BEGIN
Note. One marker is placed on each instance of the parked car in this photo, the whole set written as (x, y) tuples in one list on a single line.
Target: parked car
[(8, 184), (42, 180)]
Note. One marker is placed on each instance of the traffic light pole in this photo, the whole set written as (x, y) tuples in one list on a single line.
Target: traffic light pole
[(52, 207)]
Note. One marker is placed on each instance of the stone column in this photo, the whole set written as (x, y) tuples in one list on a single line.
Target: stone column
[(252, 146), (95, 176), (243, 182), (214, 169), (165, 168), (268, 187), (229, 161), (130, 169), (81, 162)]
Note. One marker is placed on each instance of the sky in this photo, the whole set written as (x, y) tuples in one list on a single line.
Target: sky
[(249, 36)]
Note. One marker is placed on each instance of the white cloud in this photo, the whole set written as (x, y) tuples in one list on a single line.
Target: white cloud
END
BEGIN
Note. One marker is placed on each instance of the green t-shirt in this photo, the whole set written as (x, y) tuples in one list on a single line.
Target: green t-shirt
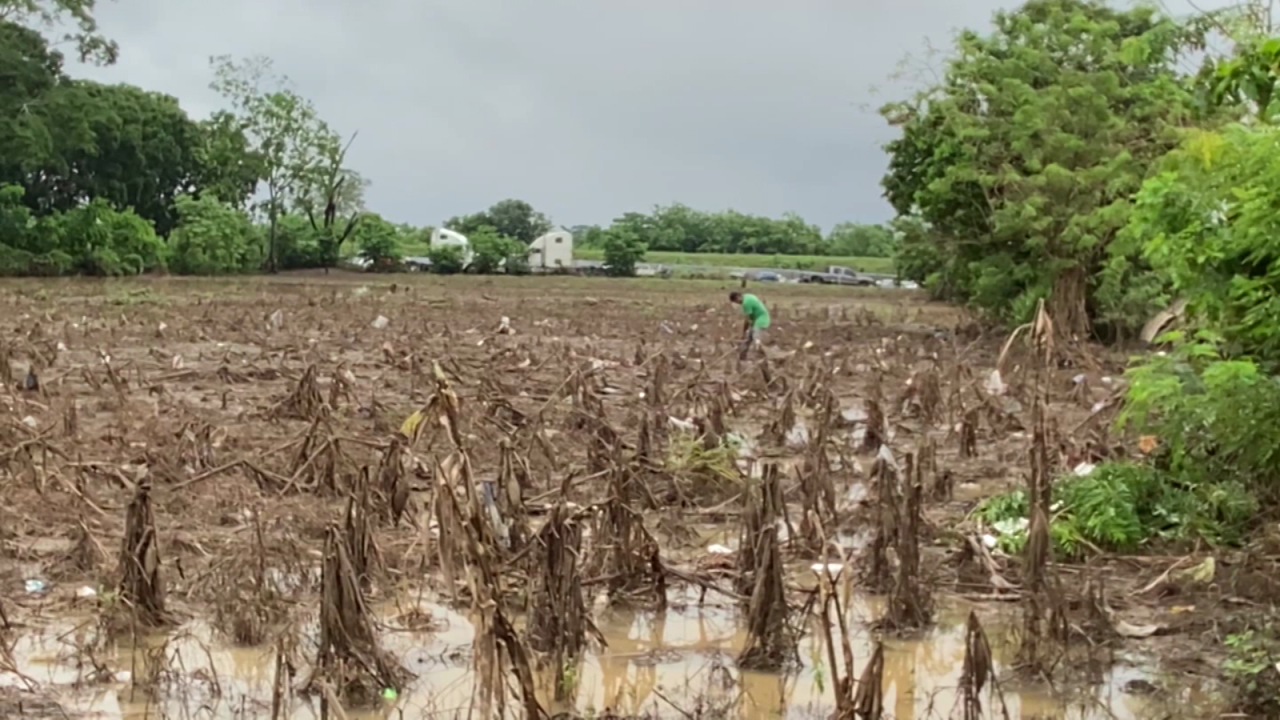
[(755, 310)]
END
Task prompt
Extract every line containing the string "white" from the data above.

The answer
Note. One marker is placed on each instance of the white cloud in this photo, the whole set written as (x, y) tuples in one list on a single line.
Target: white cloud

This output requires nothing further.